## Problem requirements
Every line in the entries that holds "below" should be identified and copied.

## Dataset records
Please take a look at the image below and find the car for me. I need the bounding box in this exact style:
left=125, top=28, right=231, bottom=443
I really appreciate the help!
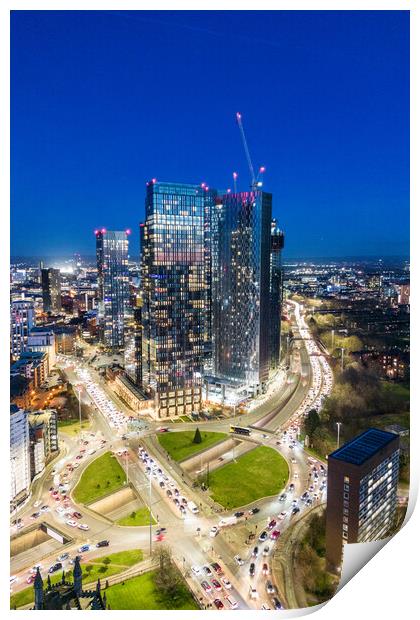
left=29, top=564, right=42, bottom=574
left=213, top=599, right=224, bottom=610
left=96, top=540, right=110, bottom=548
left=278, top=511, right=287, bottom=520
left=48, top=562, right=62, bottom=573
left=259, top=530, right=268, bottom=542
left=73, top=512, right=82, bottom=519
left=291, top=507, right=300, bottom=516
left=266, top=580, right=275, bottom=594
left=270, top=530, right=281, bottom=540
left=262, top=563, right=269, bottom=575
left=249, top=586, right=258, bottom=599
left=249, top=562, right=256, bottom=576
left=26, top=574, right=36, bottom=584
left=209, top=526, right=219, bottom=537
left=78, top=523, right=89, bottom=531
left=267, top=519, right=277, bottom=530
left=263, top=545, right=270, bottom=556
left=201, top=580, right=212, bottom=593
left=203, top=566, right=212, bottom=576
left=31, top=512, right=41, bottom=519
left=191, top=566, right=201, bottom=576
left=272, top=597, right=283, bottom=610
left=288, top=483, right=295, bottom=491
left=252, top=546, right=259, bottom=557
left=278, top=493, right=287, bottom=502
left=211, top=562, right=223, bottom=575
left=234, top=555, right=244, bottom=566
left=33, top=500, right=42, bottom=508
left=261, top=604, right=271, bottom=610
left=10, top=575, right=18, bottom=585
left=293, top=472, right=299, bottom=479
left=249, top=507, right=260, bottom=515
left=40, top=505, right=50, bottom=512
left=234, top=511, right=244, bottom=518
left=225, top=595, right=238, bottom=609
left=221, top=577, right=232, bottom=589
left=66, top=520, right=78, bottom=527
left=211, top=579, right=222, bottom=591
left=79, top=544, right=90, bottom=553
left=57, top=553, right=69, bottom=562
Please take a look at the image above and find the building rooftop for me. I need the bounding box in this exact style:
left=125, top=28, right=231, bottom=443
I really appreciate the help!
left=329, top=428, right=399, bottom=466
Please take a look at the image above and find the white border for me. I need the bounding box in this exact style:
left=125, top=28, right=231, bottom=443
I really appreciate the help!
left=1, top=2, right=417, bottom=619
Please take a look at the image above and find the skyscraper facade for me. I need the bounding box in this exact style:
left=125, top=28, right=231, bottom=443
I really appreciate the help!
left=140, top=181, right=209, bottom=418
left=10, top=404, right=31, bottom=503
left=96, top=229, right=129, bottom=349
left=41, top=268, right=62, bottom=313
left=124, top=302, right=143, bottom=387
left=10, top=299, right=35, bottom=360
left=269, top=219, right=285, bottom=369
left=211, top=190, right=272, bottom=386
left=326, top=428, right=400, bottom=571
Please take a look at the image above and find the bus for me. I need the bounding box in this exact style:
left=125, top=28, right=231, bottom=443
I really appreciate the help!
left=230, top=425, right=251, bottom=436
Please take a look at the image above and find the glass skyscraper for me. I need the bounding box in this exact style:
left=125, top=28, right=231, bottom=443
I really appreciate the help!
left=41, top=268, right=62, bottom=314
left=269, top=219, right=285, bottom=368
left=96, top=229, right=129, bottom=349
left=140, top=181, right=210, bottom=418
left=212, top=190, right=272, bottom=386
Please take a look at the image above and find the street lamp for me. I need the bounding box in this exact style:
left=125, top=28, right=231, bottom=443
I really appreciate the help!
left=76, top=384, right=83, bottom=440
left=331, top=329, right=335, bottom=351
left=336, top=422, right=342, bottom=449
left=340, top=347, right=345, bottom=372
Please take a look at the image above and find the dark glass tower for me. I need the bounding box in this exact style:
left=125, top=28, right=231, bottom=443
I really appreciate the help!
left=140, top=181, right=210, bottom=418
left=95, top=229, right=129, bottom=349
left=212, top=190, right=272, bottom=386
left=269, top=220, right=285, bottom=368
left=41, top=268, right=62, bottom=313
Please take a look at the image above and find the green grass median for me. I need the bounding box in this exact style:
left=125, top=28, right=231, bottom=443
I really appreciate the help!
left=73, top=451, right=126, bottom=504
left=158, top=430, right=226, bottom=461
left=116, top=507, right=156, bottom=526
left=105, top=570, right=198, bottom=610
left=208, top=446, right=289, bottom=509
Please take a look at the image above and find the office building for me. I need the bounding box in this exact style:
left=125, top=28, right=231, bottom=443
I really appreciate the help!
left=10, top=404, right=31, bottom=504
left=10, top=299, right=35, bottom=360
left=28, top=409, right=59, bottom=478
left=28, top=327, right=56, bottom=368
left=269, top=219, right=285, bottom=369
left=124, top=302, right=143, bottom=387
left=211, top=190, right=272, bottom=387
left=96, top=229, right=129, bottom=349
left=53, top=325, right=78, bottom=354
left=326, top=428, right=400, bottom=571
left=140, top=180, right=208, bottom=418
left=41, top=268, right=62, bottom=313
left=11, top=351, right=49, bottom=389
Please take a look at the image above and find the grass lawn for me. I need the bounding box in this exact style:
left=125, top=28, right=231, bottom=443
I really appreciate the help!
left=208, top=446, right=289, bottom=509
left=116, top=507, right=156, bottom=526
left=105, top=570, right=198, bottom=610
left=158, top=430, right=227, bottom=462
left=10, top=550, right=144, bottom=609
left=73, top=451, right=126, bottom=504
left=58, top=418, right=91, bottom=435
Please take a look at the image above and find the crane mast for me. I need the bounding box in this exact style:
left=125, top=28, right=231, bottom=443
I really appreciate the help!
left=235, top=112, right=265, bottom=191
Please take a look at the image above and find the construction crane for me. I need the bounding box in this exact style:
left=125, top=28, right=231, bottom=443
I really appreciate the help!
left=235, top=112, right=265, bottom=190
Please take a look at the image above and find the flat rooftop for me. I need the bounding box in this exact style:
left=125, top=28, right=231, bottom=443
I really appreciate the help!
left=329, top=428, right=399, bottom=466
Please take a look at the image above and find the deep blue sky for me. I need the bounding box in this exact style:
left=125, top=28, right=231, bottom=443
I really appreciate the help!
left=11, top=10, right=409, bottom=259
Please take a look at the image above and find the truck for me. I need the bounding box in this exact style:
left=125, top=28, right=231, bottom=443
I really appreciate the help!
left=218, top=516, right=237, bottom=528
left=187, top=501, right=199, bottom=514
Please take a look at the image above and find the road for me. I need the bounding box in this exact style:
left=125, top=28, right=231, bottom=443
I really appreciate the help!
left=11, top=300, right=333, bottom=610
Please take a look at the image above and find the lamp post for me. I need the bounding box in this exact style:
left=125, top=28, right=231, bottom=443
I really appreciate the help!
left=340, top=347, right=345, bottom=372
left=336, top=422, right=342, bottom=449
left=331, top=329, right=335, bottom=351
left=76, top=384, right=83, bottom=440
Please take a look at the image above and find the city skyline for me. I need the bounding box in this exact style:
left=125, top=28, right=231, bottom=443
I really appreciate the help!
left=11, top=10, right=409, bottom=259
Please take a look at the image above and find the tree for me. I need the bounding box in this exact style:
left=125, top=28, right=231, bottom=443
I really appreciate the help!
left=193, top=428, right=202, bottom=444
left=304, top=409, right=321, bottom=439
left=152, top=545, right=184, bottom=602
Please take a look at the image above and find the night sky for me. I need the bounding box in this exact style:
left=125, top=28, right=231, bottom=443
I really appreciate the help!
left=11, top=10, right=409, bottom=259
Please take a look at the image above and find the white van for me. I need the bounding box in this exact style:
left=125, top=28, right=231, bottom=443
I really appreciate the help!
left=187, top=501, right=199, bottom=514
left=226, top=595, right=238, bottom=609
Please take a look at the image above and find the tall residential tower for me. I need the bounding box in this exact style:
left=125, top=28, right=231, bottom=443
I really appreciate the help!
left=41, top=268, right=62, bottom=313
left=96, top=229, right=129, bottom=349
left=140, top=181, right=210, bottom=418
left=211, top=190, right=272, bottom=387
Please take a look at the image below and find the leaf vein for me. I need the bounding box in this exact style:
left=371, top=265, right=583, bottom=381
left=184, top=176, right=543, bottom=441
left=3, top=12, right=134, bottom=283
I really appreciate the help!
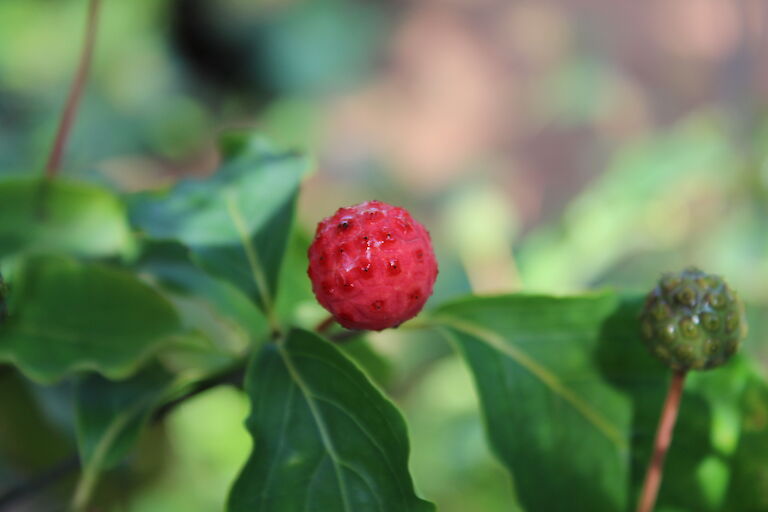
left=277, top=343, right=352, bottom=511
left=260, top=383, right=296, bottom=510
left=437, top=317, right=627, bottom=450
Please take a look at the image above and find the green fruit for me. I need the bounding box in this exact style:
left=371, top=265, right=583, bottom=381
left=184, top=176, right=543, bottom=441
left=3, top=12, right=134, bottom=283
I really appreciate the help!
left=640, top=267, right=747, bottom=371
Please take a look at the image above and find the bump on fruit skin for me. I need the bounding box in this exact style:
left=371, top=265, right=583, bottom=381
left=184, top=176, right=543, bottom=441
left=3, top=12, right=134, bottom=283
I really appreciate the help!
left=307, top=200, right=438, bottom=331
left=640, top=267, right=747, bottom=371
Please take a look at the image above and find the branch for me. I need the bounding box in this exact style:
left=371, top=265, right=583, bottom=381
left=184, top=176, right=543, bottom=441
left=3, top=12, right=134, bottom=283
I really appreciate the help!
left=44, top=0, right=102, bottom=179
left=153, top=360, right=246, bottom=421
left=0, top=456, right=80, bottom=510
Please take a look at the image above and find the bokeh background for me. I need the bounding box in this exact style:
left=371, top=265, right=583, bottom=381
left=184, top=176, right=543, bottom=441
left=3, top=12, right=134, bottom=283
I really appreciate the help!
left=1, top=0, right=768, bottom=510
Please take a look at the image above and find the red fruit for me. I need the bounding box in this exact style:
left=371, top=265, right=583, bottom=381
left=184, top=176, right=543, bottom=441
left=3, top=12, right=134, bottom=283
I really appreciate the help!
left=307, top=200, right=438, bottom=331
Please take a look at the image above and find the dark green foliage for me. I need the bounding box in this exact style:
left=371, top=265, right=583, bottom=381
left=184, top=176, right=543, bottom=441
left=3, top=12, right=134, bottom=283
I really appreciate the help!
left=640, top=267, right=747, bottom=371
left=436, top=294, right=633, bottom=511
left=0, top=272, right=6, bottom=322
left=227, top=329, right=434, bottom=512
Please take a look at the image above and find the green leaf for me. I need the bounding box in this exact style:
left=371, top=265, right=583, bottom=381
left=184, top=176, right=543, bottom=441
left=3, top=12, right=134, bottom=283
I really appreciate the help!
left=723, top=370, right=768, bottom=510
left=227, top=329, right=434, bottom=512
left=0, top=369, right=71, bottom=469
left=435, top=293, right=768, bottom=512
left=274, top=228, right=317, bottom=324
left=138, top=240, right=270, bottom=359
left=435, top=293, right=639, bottom=511
left=0, top=178, right=133, bottom=259
left=74, top=364, right=176, bottom=480
left=338, top=336, right=392, bottom=389
left=0, top=255, right=180, bottom=383
left=130, top=137, right=310, bottom=329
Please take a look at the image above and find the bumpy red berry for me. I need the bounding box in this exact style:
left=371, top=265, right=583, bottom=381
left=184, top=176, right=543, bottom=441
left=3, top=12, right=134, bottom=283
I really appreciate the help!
left=307, top=200, right=438, bottom=331
left=640, top=267, right=747, bottom=371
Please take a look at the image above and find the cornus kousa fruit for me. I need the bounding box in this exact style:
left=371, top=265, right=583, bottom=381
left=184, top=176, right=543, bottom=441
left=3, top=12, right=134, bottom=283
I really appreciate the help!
left=640, top=267, right=747, bottom=371
left=307, top=200, right=438, bottom=331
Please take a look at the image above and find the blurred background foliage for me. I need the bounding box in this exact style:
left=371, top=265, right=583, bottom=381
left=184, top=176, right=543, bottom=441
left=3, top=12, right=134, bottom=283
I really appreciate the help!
left=1, top=0, right=767, bottom=510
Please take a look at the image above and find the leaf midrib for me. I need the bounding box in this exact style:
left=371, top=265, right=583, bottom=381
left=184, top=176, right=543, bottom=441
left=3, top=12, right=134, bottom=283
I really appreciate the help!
left=277, top=342, right=353, bottom=512
left=224, top=194, right=281, bottom=334
left=436, top=316, right=627, bottom=450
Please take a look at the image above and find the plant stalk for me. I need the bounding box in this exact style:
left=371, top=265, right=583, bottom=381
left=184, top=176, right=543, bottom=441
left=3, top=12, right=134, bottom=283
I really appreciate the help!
left=636, top=370, right=687, bottom=512
left=315, top=315, right=335, bottom=334
left=44, top=0, right=102, bottom=179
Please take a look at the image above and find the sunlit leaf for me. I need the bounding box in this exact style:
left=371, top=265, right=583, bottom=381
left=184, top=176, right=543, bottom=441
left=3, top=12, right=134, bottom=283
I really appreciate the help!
left=0, top=178, right=133, bottom=259
left=227, top=329, right=434, bottom=512
left=130, top=136, right=310, bottom=329
left=0, top=255, right=180, bottom=383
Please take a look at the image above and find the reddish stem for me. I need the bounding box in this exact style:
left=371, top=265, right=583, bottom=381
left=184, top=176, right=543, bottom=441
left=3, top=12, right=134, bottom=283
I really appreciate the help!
left=636, top=370, right=687, bottom=512
left=315, top=315, right=335, bottom=334
left=44, top=0, right=102, bottom=179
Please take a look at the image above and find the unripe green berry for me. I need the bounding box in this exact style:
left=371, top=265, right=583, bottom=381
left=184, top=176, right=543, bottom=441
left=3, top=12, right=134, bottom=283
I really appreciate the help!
left=640, top=267, right=747, bottom=371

## Solution to this exercise
Please take a look at the image below and find the car for me. I need the bounding box in this exact style:
Please take a look at the image below and find the leaf vein for me. I need the bounding box in this exact style:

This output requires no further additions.